● The problem
Please copy the data below word for word, keeping every line unchanged and in order.

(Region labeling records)
══════
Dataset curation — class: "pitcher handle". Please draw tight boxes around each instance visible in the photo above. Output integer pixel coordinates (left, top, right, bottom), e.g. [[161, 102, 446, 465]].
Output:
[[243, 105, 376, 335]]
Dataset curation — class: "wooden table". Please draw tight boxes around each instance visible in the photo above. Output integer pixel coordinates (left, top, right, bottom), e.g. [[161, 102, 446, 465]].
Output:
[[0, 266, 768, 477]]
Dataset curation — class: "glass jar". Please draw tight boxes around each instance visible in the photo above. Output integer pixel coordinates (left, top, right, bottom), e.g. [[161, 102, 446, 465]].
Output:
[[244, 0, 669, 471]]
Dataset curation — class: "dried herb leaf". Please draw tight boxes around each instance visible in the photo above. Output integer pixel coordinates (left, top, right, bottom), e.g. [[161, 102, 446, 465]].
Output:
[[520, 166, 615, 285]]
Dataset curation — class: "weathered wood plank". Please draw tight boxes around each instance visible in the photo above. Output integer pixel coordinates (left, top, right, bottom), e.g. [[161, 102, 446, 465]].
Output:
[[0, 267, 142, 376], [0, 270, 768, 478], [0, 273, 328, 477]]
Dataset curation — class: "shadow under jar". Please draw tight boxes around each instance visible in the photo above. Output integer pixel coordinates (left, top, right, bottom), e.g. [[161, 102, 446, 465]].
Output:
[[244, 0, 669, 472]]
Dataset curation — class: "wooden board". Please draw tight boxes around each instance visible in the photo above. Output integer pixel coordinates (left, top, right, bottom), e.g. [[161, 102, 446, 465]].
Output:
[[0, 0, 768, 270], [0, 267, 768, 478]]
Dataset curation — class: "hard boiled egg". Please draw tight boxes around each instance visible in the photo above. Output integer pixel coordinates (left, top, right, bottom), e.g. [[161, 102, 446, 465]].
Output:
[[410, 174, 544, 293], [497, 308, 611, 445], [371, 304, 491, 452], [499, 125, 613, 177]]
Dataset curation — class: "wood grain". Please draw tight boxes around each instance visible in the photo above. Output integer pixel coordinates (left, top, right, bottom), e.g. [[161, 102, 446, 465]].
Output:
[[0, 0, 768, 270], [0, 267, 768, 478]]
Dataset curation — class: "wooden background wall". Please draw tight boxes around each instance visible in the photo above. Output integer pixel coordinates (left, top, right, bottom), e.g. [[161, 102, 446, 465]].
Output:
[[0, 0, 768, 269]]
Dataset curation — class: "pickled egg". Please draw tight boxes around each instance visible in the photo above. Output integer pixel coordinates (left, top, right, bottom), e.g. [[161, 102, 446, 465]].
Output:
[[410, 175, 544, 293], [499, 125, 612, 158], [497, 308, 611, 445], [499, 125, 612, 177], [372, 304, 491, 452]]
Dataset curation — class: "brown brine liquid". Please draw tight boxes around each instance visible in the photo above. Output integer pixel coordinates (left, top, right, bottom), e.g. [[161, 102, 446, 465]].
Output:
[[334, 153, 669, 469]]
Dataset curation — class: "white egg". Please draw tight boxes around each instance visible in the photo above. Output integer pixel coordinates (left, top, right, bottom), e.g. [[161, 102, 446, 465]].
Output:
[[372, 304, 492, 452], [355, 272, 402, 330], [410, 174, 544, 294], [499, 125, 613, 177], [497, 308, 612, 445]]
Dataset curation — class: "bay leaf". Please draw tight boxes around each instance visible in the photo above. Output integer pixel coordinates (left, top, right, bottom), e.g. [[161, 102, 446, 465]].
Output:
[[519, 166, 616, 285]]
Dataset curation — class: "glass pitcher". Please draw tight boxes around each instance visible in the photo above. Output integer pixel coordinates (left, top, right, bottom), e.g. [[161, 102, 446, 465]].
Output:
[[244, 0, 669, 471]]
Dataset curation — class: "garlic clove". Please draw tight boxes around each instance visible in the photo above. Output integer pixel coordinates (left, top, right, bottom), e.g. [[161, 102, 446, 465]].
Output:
══════
● Full output
Dataset curation — class: "pitcher handle". Please draw tight boxes around each instance visible in the photo above. Output integer pixel coordinates (left, top, right, bottom), e.g. [[161, 102, 446, 465]].
Output:
[[243, 105, 376, 335]]
Dataset curation — class: "wooden table". Please draw tight boxes around each instance visible in the photo above. Output integer pixel coordinates (left, top, right, bottom), e.g. [[161, 102, 446, 465]].
Output:
[[0, 266, 768, 477]]
Dataset curation — class: "glass jar". Please draw tight boxes around each instance visible in the photo above. Output integer pixel coordinates (left, top, right, bottom), e.g. [[161, 102, 446, 465]].
Output:
[[244, 0, 669, 471]]
Dataset curation — class: "dried herb leaf". Please draw tight boxes around each instance visible in the photo above. Output integer pixel coordinates (left, top, right, bottom), e.g. [[161, 102, 446, 465]].
Output:
[[520, 166, 615, 285]]
Dataset curation — class: "weathered wood plank". Please draw tight boxes around each instance visible in the photo above. Output integer pixel coordinates (left, top, right, bottom), e.g. [[161, 102, 446, 465]].
Output:
[[0, 267, 142, 376], [0, 270, 768, 478], [0, 273, 328, 477]]
Dataset curation — class: "shadow under jar". Please draw tight boxes around each instance visible in the photo above. Output integer pixel coordinates (left, top, right, bottom), e.g. [[161, 102, 446, 465]].
Output:
[[244, 0, 669, 472]]
Dataset curation — class: "wooden board". Please draw tight boxes around each instance visible in the photo above. Output integer pixel coordinates (left, top, right, bottom), e.g. [[161, 102, 446, 465]].
Output:
[[0, 0, 768, 270], [0, 267, 768, 478]]
Dataset curation — class: "hard boiled egg". Please draw tight boxes around each instance visible in the photo above. Output integer pixel coordinates (left, top, right, bottom), e.g. [[161, 102, 446, 465]].
Output:
[[410, 174, 544, 293], [497, 308, 611, 445], [371, 304, 491, 452], [499, 125, 613, 177]]
Dataset curation — class: "wood grain". Please draw tight boxes around each instance visible in the photo above. Output integer pixel coordinates (left, top, right, bottom), e.g. [[161, 102, 446, 465]].
Output:
[[0, 0, 768, 270], [0, 267, 768, 478]]
Dataset curation — class: "wooden background wall". Please draw tight boxes around each instance visible in the photo above. Output integer pixel coordinates (left, top, right, bottom), e.g. [[161, 102, 446, 465]].
Output:
[[0, 0, 768, 269]]
Dataset curation — class: "pickled egg". Please draw tight boxes around each instance visible in the photo above. Output integer pixel coordinates (left, top, right, bottom), e.g. [[161, 102, 446, 465]].
Output:
[[410, 175, 544, 293], [499, 125, 612, 158], [497, 308, 611, 445], [499, 125, 612, 177], [372, 304, 491, 452]]
Dataset curation — class: "brown brine liquid". Please draw tight boxes around each instance visible in the photo above. Output integer pixel coordinates (left, top, right, bottom), e.g. [[161, 102, 446, 465]].
Output:
[[334, 153, 669, 469]]
Dataset curation — class: "white egg". Please draw tight boxes around each instance visible in the photo above. Output integer pixel coordinates (left, top, right, bottom), e.g. [[161, 102, 446, 465]].
Output:
[[372, 304, 492, 452], [355, 272, 402, 330], [410, 174, 544, 294], [499, 125, 613, 177], [497, 308, 612, 445]]
Dataset curation — class: "bay leaf". Please draw tight boxes around each instance visible in the photo above. Output integer pixel coordinates (left, top, right, bottom), e.g. [[161, 102, 446, 465]].
Output:
[[519, 166, 616, 285]]
Dataset curation — class: "glass pitcher". Please draw tight boxes around each instance visible in the photo above. Output integer pixel coordinates (left, top, right, bottom), e.g. [[161, 102, 446, 465]].
Output:
[[244, 0, 669, 471]]
Dataset curation — class: "garlic clove". Please draw tight boxes around each instance visible in the photo above. Output integer pixel coordinates (left, top, right, bottom), e.g. [[161, 102, 446, 465]].
Output:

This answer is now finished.